Exercise objective —
Copy every line of the material below word for word, without changing anything.

====== Data records

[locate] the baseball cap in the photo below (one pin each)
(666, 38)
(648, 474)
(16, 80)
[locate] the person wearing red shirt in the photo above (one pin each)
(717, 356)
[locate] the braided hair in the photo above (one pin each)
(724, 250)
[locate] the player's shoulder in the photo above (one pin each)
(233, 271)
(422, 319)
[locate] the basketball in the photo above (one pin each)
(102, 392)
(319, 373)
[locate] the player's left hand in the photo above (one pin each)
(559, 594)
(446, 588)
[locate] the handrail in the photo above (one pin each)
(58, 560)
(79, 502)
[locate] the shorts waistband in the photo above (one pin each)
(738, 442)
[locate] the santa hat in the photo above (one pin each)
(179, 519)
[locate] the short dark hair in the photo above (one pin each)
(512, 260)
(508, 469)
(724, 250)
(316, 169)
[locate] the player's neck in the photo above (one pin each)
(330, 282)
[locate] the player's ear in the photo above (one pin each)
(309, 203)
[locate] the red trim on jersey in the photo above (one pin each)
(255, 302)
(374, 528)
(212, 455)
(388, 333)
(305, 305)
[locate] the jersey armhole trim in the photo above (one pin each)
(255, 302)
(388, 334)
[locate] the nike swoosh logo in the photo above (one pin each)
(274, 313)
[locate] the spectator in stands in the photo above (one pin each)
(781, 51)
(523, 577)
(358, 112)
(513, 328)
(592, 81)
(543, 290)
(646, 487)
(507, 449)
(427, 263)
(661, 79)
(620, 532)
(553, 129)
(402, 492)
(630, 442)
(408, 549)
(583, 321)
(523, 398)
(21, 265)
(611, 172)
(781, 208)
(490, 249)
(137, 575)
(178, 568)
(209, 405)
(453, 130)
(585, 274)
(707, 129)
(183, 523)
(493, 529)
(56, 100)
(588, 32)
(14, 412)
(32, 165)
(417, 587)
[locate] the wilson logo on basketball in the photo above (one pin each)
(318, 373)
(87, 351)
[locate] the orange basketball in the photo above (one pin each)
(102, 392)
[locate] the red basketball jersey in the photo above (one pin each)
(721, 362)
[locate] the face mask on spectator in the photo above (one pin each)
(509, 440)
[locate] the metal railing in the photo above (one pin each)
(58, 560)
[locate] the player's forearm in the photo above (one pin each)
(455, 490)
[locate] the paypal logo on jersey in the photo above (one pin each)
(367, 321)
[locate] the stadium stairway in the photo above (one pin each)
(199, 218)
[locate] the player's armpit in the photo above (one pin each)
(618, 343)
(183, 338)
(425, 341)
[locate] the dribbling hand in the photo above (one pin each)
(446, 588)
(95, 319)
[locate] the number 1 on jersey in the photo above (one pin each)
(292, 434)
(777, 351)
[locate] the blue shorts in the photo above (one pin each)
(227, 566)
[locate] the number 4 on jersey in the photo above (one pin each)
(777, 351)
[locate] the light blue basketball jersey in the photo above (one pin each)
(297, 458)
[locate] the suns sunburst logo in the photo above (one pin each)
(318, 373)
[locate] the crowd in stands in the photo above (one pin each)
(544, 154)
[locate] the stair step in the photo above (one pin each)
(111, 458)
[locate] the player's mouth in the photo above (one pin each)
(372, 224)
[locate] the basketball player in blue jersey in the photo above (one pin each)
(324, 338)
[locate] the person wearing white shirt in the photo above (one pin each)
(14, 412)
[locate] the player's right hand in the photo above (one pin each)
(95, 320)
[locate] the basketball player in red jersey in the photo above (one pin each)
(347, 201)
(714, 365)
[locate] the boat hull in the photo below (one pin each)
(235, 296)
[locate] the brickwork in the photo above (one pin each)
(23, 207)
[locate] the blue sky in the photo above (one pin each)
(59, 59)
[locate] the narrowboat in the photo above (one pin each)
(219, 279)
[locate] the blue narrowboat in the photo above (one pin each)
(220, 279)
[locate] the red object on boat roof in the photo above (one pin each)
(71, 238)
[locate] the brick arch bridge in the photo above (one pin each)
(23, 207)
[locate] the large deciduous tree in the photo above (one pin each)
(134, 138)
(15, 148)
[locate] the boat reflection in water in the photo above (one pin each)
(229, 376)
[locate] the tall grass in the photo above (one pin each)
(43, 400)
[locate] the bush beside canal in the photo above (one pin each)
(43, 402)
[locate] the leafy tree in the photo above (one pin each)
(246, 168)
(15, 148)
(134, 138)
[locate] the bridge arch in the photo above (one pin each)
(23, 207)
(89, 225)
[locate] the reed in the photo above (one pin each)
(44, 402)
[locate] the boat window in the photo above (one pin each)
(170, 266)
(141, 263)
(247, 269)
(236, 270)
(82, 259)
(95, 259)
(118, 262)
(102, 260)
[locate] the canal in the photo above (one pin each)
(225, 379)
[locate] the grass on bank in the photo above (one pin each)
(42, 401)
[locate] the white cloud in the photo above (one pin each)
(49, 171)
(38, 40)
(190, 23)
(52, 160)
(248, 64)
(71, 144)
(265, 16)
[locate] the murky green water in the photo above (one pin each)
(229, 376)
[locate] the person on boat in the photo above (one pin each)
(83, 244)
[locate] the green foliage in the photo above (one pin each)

============

Problem solution —
[locate] the baseball cap in the photo below (one pin each)
(666, 38)
(648, 474)
(16, 80)
[locate] the person wearing red shirt in the photo above (one pin each)
(717, 356)
[locate] the braided hair in the photo above (one pin each)
(724, 250)
[locate] the player's shoulder in the photo above (one pin each)
(233, 271)
(422, 319)
[locate] the basketball in the photo above (one pin each)
(102, 392)
(319, 373)
[locate] the player's left hand in the photo above (one pin each)
(559, 594)
(446, 588)
[locate] the handrail in the photo above (one pin each)
(58, 560)
(79, 502)
[locate] the shorts waistband in the photo above (one pin each)
(738, 442)
[locate] the santa hat in the photo above (one pin each)
(179, 519)
[locate] the short dark hair in the photo above (one pin each)
(512, 260)
(508, 469)
(724, 250)
(316, 169)
[locate] the player's neck in the photo above (one pin each)
(330, 282)
[locate] the player's ear in the photo above (one pin each)
(309, 203)
[locate] the red trim on jersey in the photo above (one pin each)
(255, 302)
(374, 528)
(212, 455)
(388, 333)
(305, 305)
[locate] the jersey armhole trim in the photo above (one pin each)
(255, 302)
(388, 334)
[locate] the nike swoosh logo in the photo above (one pin each)
(274, 313)
[locate] the spectator in stands in the photo above (one pin each)
(781, 51)
(523, 577)
(358, 112)
(513, 328)
(592, 81)
(543, 290)
(646, 487)
(507, 449)
(427, 263)
(661, 79)
(620, 532)
(553, 129)
(402, 492)
(630, 442)
(408, 549)
(583, 321)
(523, 398)
(21, 265)
(611, 172)
(781, 208)
(490, 249)
(137, 575)
(178, 568)
(209, 405)
(453, 130)
(585, 274)
(707, 129)
(183, 523)
(493, 529)
(56, 100)
(588, 32)
(14, 412)
(32, 165)
(417, 587)
[locate] the wilson logo on basketball in the photo above (one pin each)
(318, 373)
(87, 351)
[locate] the orange basketball in the photo above (one pin each)
(102, 392)
[locate] the red basketball jersey in the photo above (one pin each)
(721, 362)
[locate] the face mask on spectator in the photo above (one pin each)
(509, 440)
[locate] the metal railing in the photo above (one pin each)
(58, 560)
[locate] the player's forearm in the photo above (one pin each)
(455, 490)
[locate] the paypal logo on jersey in the photo above (one pin each)
(367, 321)
[locate] the stadium stairway in the photo above (one pin each)
(199, 218)
[locate] the player's armpit in the photo above (one pin each)
(618, 343)
(183, 338)
(425, 341)
[locate] the dribbling hand in the photo above (one pin each)
(446, 588)
(95, 319)
[locate] the number 1 on jersey in the photo above (one pin each)
(292, 434)
(777, 351)
[locate] the blue shorts in the photo above (one pin each)
(227, 566)
[locate] the number 4 on jersey in the photo above (one pin each)
(777, 351)
[locate] the light blue basketball jersey in the photo above (one pin each)
(297, 458)
[locate] the suns sunburst logo in the photo above (one pin each)
(318, 373)
[locate] the crowd in stands in the photo above (one pin each)
(544, 154)
[locate] the stair step in the photo above (one pin each)
(111, 458)
[locate] the player's mouth in the photo above (one pin each)
(372, 224)
[locate] the basketball player in blue jersey in the photo above (one pin each)
(324, 338)
[locate] the person wearing white shirt in the photo above (one pin each)
(14, 412)
[locate] the player's right hand in the photo above (one pin each)
(95, 320)
[locate] the basketball player in red jersey in the photo above (one pin each)
(347, 201)
(714, 365)
[locate] the boat hull in the photo below (one pin each)
(235, 296)
[locate] the brickwork in the photo above (one pin each)
(23, 207)
[locate] the blue sky in the photo above (one pin each)
(59, 59)
[locate] the narrowboat in the photo above (one pin each)
(219, 279)
[locate] the blue narrowboat in the photo above (one pin each)
(220, 279)
[locate] the red object on boat roof in the photo above (one pin each)
(71, 238)
[locate] the brick arch bridge in the photo above (one pin each)
(23, 207)
[locate] the large deciduous tree in the photo above (one pin each)
(134, 138)
(15, 148)
[locate] the boat reflection in water in the photo above (one pin each)
(229, 376)
[locate] the tall grass in the photo above (one pin each)
(43, 400)
[locate] the bush beside canal in the photo above (one pin each)
(43, 402)
[locate] the leafy tree in the photo above (one pin each)
(246, 168)
(15, 148)
(134, 138)
[locate] the bridge arch in the photo above (one pin each)
(23, 207)
(89, 225)
[locate] the reed in the photo above (one pin each)
(44, 402)
[locate] the boat window in the photo above (one pin each)
(170, 266)
(141, 263)
(247, 269)
(236, 270)
(82, 259)
(95, 259)
(118, 262)
(102, 260)
[locate] the canal in the photo above (one pin each)
(225, 379)
[locate] the grass on bank in the photo above (one pin each)
(42, 401)
[locate] the white cloud in the photo above (one pin each)
(49, 171)
(38, 40)
(190, 23)
(52, 160)
(248, 64)
(71, 144)
(265, 16)
[locate] the murky green water in the photo above (one pin each)
(229, 376)
[locate] the person on boat in the photo above (one pin each)
(83, 244)
[locate] the green foliage in the photo above (one pin each)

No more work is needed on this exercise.